Work instructions: Give the records again in full, exactly as they are.

── Information supplied ──

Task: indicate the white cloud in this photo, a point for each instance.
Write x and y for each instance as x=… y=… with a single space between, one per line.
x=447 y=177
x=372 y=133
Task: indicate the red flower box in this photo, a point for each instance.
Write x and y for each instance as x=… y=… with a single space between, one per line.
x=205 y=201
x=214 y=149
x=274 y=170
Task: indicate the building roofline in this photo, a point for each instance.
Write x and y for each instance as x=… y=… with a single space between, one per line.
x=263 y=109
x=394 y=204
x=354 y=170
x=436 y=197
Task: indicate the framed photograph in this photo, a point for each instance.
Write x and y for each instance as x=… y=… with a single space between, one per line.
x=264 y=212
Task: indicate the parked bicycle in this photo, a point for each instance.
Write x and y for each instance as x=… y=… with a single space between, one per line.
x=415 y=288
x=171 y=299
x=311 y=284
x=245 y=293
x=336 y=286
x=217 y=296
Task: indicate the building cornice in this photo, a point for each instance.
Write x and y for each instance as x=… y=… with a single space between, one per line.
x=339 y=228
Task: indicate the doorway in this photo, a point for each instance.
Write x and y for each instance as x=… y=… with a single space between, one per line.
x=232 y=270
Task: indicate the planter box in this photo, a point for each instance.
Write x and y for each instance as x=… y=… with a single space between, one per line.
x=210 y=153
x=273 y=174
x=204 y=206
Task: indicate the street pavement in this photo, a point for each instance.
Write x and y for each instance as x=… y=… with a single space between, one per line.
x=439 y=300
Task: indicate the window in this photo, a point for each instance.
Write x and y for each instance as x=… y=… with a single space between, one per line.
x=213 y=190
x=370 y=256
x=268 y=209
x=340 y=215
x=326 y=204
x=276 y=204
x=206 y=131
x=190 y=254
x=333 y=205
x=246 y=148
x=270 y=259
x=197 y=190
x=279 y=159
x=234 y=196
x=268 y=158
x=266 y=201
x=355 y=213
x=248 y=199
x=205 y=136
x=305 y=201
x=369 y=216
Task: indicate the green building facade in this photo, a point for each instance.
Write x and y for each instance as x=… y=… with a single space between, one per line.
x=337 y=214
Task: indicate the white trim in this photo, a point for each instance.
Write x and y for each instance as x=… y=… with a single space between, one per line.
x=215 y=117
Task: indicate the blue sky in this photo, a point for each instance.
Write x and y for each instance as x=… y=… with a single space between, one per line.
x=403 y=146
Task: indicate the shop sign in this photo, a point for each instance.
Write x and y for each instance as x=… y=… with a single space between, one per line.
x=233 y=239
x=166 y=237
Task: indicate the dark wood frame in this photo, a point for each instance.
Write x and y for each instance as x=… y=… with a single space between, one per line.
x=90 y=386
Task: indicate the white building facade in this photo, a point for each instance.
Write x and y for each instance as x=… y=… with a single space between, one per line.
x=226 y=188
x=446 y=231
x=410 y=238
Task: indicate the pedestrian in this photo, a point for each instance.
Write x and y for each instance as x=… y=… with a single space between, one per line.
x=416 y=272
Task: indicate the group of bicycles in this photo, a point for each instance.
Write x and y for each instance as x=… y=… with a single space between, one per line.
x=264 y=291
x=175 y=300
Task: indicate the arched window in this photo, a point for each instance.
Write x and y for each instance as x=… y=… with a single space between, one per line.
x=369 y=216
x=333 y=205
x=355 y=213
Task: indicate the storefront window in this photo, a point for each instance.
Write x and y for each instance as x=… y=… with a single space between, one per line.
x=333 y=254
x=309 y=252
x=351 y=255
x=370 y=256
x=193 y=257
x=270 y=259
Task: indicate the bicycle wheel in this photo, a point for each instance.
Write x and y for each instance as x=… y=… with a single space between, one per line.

───

Solved problem:
Task: indicate the white cloud in this photo, a point for each instance.
Write x and y for each instance as x=… y=… with a single space between, one per line.
x=447 y=177
x=372 y=133
Task: indicate the red flower box in this photo, a point for each instance.
Write x and y for each instance as x=… y=… with a single space between, one per line.
x=205 y=201
x=214 y=149
x=274 y=170
Task: indicate the building roofline in this photo, a point for each instance.
Write x and y for each instance as x=… y=… with a single space between, one per line.
x=263 y=109
x=394 y=204
x=354 y=170
x=436 y=197
Task: indicate the framed photograph in this photo, a point for each instance.
Write x and y for each instance as x=… y=… with a single space between, one per line.
x=264 y=212
Task: indicate the parked bicycle in this photo, a point for each instance.
Write x and y for each instance as x=… y=… with a single space between, one per line.
x=415 y=288
x=171 y=299
x=311 y=284
x=245 y=293
x=336 y=286
x=217 y=296
Task: indicate the building cornice in this photo, a point for each instance.
Write x and y for each instance as x=… y=… with a single space between, one per line.
x=339 y=228
Task: indicate the doorway in this photo, a point for each instance.
Write x and y for each instance as x=… y=… with a single space between, one per line.
x=232 y=270
Task: indicate the planter box in this photo, a point for each instance.
Write x and y for each instance as x=… y=… with a single space between, one per line.
x=210 y=153
x=273 y=174
x=204 y=206
Task: indicate the street pavement in this photo, a point for each instance.
Write x and y for each instance as x=… y=… with a single space between, one per line.
x=439 y=300
Task: indicate the window in this photo, a point for each instance.
Write x and y for each instance as x=… y=… with a single space between, one per line.
x=213 y=190
x=370 y=256
x=268 y=209
x=340 y=215
x=326 y=204
x=276 y=204
x=206 y=131
x=190 y=254
x=333 y=205
x=246 y=148
x=270 y=259
x=197 y=190
x=279 y=159
x=234 y=196
x=268 y=158
x=266 y=201
x=355 y=213
x=248 y=199
x=205 y=136
x=305 y=201
x=369 y=216
Task: indicate the green building facade in this photo, a point for each instance.
Write x and y for each instance as x=… y=… with a single space between, one per line.
x=337 y=214
Task: indicate the white trim in this photo, a point for each instance.
Write x and y for each instance as x=… y=… with a single space between, one per line.
x=215 y=117
Task: indicate the blue sky in this photo, a point for each instance.
Write x and y for each instance as x=… y=… with a single space between, one per line.
x=403 y=146
Task: indicate the shop sign in this photo, a point for each instance.
Write x and y for each instance as x=… y=… with a single space between, one per line.
x=233 y=239
x=166 y=237
Task: indicate the dark wood frame in this photo, a point for each instance.
Write x and y for each instance as x=… y=… with a single space between, one per line.
x=90 y=386
Task: indicate the white building facade in this photo, a point for each instance.
Write x and y for each instance as x=… y=… with a single space between, one per line.
x=226 y=188
x=446 y=231
x=410 y=238
Task: indicate the pedestrian in this photo, a point for each instance.
Write x and y for each instance as x=… y=… with a single space between, one per line.
x=416 y=272
Task: indicate the group of bicycles in this photo, a point for each instance.
Write x and y for each instance as x=… y=… with a single space between, one per line.
x=264 y=291
x=175 y=300
Task: indicate the arched window in this photo, a point for each instance.
Write x and y for each instance as x=… y=… with a single space between, one per line.
x=369 y=216
x=333 y=205
x=355 y=213
Task: indicate the storefront window in this photo, a point for each instance.
Write x and y for each instance as x=… y=… with a single space between, one per line.
x=333 y=254
x=309 y=252
x=351 y=255
x=370 y=256
x=193 y=257
x=270 y=259
Task: indicate the bicycle wheel in this photo, a point for each instance.
Write x and y for each instance as x=… y=… with a single space between, one per line.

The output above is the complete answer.